======== GIVEN RECORDS ========

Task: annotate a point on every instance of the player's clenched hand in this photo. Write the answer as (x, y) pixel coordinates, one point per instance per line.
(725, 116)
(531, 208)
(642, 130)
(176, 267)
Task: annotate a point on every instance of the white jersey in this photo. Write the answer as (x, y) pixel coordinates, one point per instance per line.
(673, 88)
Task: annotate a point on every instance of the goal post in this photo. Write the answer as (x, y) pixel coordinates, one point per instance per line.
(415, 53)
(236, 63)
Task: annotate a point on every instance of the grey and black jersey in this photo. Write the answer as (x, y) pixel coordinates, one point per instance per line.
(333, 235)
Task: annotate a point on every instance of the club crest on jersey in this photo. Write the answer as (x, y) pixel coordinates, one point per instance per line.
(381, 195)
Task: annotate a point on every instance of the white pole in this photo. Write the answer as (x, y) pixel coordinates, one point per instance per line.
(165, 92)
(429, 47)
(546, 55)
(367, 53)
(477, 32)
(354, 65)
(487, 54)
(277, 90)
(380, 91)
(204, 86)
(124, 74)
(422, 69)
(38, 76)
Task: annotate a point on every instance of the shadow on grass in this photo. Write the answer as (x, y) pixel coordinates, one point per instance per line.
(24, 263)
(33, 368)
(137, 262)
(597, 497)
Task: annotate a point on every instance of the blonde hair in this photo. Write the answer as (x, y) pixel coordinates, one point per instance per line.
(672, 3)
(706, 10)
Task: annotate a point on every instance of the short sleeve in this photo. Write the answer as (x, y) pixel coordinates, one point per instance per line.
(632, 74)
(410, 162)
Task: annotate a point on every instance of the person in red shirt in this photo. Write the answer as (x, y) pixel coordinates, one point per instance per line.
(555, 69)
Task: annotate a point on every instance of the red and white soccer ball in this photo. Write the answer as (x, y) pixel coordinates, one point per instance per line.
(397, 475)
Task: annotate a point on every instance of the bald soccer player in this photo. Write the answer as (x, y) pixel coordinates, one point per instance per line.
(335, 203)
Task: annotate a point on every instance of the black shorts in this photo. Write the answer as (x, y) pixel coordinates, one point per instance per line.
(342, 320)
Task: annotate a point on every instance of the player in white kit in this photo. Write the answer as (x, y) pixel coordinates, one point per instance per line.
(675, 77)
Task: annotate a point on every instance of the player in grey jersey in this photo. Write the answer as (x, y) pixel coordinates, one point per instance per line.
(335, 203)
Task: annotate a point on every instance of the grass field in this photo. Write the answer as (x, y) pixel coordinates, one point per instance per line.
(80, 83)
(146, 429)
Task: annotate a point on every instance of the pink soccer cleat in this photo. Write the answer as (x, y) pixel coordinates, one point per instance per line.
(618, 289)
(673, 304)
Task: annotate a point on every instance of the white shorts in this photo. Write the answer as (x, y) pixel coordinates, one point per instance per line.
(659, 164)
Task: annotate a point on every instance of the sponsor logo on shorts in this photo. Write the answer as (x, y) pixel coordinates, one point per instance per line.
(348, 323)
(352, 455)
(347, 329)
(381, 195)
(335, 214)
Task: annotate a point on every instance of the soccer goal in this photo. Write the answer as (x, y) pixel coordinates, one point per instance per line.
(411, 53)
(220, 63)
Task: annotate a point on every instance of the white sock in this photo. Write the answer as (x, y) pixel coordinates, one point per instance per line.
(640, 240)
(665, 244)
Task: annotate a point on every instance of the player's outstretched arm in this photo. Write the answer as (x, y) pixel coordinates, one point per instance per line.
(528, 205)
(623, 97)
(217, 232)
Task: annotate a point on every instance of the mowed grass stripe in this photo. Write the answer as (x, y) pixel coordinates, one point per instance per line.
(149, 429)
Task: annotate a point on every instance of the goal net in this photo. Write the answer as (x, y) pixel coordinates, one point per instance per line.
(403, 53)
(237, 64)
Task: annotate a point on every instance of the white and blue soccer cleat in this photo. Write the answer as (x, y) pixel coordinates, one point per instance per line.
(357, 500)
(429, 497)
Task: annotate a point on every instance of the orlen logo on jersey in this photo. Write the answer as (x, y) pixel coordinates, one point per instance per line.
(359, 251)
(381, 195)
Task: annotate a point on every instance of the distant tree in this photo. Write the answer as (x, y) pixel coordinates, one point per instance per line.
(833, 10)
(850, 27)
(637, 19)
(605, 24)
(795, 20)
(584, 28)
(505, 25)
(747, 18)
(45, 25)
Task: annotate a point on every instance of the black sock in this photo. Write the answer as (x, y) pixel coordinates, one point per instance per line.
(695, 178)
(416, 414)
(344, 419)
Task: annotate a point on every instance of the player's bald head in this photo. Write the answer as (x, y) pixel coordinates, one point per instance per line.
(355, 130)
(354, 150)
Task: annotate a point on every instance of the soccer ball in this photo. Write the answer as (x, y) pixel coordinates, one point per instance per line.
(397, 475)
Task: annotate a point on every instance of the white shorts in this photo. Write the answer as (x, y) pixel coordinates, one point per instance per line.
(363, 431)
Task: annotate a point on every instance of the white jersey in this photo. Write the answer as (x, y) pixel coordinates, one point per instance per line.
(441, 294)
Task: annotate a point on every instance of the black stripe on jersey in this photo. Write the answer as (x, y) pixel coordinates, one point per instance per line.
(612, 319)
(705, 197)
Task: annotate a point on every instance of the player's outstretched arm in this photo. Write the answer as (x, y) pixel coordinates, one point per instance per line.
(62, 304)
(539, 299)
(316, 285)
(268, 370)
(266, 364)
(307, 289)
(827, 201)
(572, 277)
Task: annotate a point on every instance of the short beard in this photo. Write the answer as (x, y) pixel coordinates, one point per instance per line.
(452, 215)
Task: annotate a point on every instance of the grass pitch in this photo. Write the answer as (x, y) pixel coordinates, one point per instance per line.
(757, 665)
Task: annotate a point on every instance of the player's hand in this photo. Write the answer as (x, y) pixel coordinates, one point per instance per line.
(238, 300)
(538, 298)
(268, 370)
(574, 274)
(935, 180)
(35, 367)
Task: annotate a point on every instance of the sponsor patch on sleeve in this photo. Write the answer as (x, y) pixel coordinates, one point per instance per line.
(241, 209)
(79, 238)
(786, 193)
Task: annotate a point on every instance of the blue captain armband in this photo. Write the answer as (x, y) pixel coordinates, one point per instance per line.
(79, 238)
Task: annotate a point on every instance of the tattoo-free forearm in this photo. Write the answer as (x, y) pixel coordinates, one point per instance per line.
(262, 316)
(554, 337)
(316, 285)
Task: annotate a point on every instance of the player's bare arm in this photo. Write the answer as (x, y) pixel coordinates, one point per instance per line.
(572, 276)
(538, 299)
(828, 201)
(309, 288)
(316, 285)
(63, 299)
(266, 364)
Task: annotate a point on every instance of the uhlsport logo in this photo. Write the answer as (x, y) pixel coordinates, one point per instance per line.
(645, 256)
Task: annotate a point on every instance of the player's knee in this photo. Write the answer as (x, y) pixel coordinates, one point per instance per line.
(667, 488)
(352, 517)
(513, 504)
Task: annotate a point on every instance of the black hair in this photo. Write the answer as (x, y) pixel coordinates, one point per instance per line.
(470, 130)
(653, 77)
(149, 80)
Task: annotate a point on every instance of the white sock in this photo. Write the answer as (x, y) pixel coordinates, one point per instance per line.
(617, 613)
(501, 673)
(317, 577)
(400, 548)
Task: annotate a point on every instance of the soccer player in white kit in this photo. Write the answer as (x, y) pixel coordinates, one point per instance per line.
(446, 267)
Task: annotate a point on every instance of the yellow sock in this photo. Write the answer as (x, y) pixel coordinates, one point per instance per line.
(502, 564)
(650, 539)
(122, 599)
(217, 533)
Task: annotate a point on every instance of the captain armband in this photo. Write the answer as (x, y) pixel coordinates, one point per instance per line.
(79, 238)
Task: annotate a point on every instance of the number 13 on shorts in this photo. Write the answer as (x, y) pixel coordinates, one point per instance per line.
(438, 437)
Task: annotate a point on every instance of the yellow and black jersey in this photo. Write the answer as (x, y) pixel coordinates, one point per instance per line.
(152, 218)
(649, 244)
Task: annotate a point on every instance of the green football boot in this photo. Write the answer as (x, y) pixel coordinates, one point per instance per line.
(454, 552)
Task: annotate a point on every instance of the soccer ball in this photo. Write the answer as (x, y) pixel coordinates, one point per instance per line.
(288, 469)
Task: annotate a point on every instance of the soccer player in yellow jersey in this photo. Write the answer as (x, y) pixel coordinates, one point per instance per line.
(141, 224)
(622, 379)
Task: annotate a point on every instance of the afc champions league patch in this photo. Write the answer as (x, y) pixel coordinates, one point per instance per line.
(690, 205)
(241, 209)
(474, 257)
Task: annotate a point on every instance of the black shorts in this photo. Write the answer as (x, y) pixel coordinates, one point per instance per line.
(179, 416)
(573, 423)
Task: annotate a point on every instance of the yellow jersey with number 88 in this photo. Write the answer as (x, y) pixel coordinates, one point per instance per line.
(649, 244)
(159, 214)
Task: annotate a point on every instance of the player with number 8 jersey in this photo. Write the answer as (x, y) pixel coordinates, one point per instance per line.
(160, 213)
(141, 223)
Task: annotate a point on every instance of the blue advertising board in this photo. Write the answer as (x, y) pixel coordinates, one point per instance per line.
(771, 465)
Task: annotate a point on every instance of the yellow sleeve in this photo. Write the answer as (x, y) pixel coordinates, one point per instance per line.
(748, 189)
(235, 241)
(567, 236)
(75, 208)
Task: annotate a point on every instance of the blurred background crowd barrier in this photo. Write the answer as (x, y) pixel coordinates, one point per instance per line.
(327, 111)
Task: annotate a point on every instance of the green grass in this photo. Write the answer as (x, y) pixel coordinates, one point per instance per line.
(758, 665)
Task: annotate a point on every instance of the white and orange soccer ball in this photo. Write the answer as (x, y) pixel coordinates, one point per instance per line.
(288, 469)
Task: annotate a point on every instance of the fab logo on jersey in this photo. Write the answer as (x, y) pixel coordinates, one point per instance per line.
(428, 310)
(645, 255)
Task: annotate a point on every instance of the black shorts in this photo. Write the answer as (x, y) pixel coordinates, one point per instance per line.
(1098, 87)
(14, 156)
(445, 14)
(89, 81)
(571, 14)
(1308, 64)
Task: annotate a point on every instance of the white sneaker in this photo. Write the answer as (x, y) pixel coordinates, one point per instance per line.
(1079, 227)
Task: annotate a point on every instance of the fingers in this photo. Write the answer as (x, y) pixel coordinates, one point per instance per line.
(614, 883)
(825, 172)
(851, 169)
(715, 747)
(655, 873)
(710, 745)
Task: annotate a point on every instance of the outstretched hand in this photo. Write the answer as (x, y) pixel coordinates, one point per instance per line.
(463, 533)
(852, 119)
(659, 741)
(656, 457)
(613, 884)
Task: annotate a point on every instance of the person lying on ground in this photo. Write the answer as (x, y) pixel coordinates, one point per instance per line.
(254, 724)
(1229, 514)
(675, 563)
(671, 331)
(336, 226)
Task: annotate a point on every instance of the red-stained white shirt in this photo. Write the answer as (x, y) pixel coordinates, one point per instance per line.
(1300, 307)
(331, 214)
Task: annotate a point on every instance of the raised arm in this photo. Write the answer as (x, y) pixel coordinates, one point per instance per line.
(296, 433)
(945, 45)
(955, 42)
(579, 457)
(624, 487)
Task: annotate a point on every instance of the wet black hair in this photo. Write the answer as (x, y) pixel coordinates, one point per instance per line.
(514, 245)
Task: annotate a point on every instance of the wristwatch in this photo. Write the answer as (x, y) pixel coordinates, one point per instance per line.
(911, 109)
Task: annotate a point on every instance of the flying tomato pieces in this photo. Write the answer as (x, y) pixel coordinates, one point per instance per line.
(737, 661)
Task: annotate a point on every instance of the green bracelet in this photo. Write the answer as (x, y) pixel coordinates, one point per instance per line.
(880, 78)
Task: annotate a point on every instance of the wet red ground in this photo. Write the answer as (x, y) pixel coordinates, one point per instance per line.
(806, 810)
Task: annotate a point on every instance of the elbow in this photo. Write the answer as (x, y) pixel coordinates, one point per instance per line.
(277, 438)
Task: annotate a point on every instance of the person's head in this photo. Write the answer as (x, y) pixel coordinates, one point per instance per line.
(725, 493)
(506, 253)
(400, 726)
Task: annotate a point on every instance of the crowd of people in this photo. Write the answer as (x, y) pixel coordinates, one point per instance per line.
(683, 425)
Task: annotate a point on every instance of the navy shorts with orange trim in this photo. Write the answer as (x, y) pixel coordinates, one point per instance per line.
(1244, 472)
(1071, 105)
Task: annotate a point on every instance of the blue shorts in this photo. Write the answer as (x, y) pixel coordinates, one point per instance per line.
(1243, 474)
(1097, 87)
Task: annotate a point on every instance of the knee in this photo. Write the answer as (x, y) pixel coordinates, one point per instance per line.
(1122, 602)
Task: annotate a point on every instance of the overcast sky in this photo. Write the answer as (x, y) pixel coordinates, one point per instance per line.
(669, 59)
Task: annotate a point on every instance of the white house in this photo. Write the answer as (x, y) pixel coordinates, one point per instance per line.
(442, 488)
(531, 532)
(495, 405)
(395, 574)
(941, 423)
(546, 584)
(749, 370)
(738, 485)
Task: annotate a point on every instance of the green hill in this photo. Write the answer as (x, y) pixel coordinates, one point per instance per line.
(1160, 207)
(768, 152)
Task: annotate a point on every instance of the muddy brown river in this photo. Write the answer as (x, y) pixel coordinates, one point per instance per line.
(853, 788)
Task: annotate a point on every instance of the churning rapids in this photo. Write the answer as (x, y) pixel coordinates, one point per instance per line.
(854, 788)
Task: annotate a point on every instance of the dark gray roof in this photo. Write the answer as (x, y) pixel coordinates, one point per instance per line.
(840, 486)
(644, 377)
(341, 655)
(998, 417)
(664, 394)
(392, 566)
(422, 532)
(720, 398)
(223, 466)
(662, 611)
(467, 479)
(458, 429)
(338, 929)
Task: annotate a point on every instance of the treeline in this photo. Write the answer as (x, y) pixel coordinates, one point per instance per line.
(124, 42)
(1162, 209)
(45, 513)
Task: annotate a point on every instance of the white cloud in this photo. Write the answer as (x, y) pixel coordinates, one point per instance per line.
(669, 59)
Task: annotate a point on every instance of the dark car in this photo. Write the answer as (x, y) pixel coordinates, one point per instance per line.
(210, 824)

========

> TASK GOAL
Reproduce every line from the one containing "Task: annotate a point on every instance of the dark car" through the end of the records, the requests included. Shift each answer by adding 93 to both of its coordinates.

> SOLUTION
Task: annotate a point on every instance of the dark car in this photo. Write the answer as (x, y) pixel coordinates, one point per instance per line.
(303, 917)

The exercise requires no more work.